→ **BRIEF 1**: In the commentary on Oracle's social media policy below, which mentions of Oracle does the policy cover?
→ **BRIEF 2**: Continue the commentary on Oracle's social media policy below, picking up after its last sentence.

→ **TEXT EXCERPT**:
——
Sometimes when you are searching for something, you find what you were looking for but it still surprises you. Such as Oracle’s Social Media Participation Policy.
What makes this particularly diagnostic of participation is that it is an internal policy (though posted publicly!) for a classical bureaucratic entity which attempts to govern participation in supposedly non-bureacratic non-organizations (social media) and therefore has to work out the contradictions of being a non-employee of (perhaps many) organized publics.
So for instance, the policy covers basically any mention of Oracle by an employee in any media either at work or at home. Oracle asserts its right to control its employees: Oracle employees are still expected to be loyal members of the “team”–and especially brand representatives of the organization. (Oracle as enlightened Despot?)
Even if your social media activities take place completely outside of work, as your personal activities should, what you say can have an influence on your ability to conduct your job responsibilities, your teammates’ abilities to do their jobs, and Oracle’s business interests.
——
→ **DATA SUPPLIED**:
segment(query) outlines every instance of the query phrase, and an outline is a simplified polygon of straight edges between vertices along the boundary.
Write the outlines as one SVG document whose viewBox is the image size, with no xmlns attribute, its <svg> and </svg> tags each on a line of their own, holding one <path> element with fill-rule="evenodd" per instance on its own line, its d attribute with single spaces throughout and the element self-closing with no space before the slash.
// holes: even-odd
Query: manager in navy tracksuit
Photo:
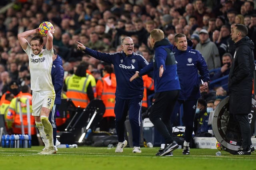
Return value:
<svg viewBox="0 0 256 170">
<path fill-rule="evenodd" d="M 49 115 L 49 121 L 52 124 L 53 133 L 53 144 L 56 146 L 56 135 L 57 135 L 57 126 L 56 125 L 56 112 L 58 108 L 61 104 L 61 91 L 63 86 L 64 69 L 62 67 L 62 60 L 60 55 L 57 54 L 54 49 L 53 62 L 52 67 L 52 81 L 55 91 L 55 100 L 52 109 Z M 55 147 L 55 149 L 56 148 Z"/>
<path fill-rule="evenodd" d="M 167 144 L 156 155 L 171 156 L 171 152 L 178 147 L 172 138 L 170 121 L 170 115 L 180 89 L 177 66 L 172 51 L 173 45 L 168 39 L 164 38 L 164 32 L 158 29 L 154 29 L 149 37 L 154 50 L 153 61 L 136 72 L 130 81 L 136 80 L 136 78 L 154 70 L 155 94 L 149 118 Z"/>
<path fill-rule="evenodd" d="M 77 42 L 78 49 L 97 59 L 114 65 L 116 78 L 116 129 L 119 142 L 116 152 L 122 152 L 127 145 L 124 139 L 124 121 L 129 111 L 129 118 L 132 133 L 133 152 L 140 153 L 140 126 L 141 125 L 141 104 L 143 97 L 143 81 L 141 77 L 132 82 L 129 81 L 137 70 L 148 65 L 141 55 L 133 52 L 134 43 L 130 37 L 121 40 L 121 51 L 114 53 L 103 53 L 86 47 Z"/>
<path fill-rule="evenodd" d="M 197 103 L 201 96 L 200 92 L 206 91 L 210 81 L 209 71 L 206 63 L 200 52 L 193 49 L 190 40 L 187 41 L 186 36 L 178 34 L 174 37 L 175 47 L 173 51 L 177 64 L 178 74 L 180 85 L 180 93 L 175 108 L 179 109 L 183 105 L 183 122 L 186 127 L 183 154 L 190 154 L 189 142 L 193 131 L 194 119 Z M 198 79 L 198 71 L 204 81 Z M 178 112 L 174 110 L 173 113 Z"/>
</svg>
——
→ **RESPONSE 1**: Basically any mention of Oracle by an employee in any media, either at work or at home.

→ **RESPONSE 2**:
Most of it is reasonable: don’t publish Oracle’s confidential information. Some of it is weird: “you may not publish (nor should you possess) our competitors’ proprietary or confidential information.” Huh?
Some of it is ironic, maybe? Don’t publish information about mergers and acquisitions.
Some of it is liability: don’t speak for Oracle, place a disclaimer on your personal blog, etc. etc.
Some of it is probably barely legal, or at least challengeable:
Don’t Post Anonymously
While you are not an official spokesperson, your status as an Oracle employee may still be relevant to the subject matter. You should identify yourself as an employee if failing to do so could be misleading to readers or viewers. Employees should not engage in covert advocacy for Oracle. Whenever you are blogging about Oracle-related topics or providing feedback relevant to Oracle to other blogs or forums, identify yourself as an Oracle employee.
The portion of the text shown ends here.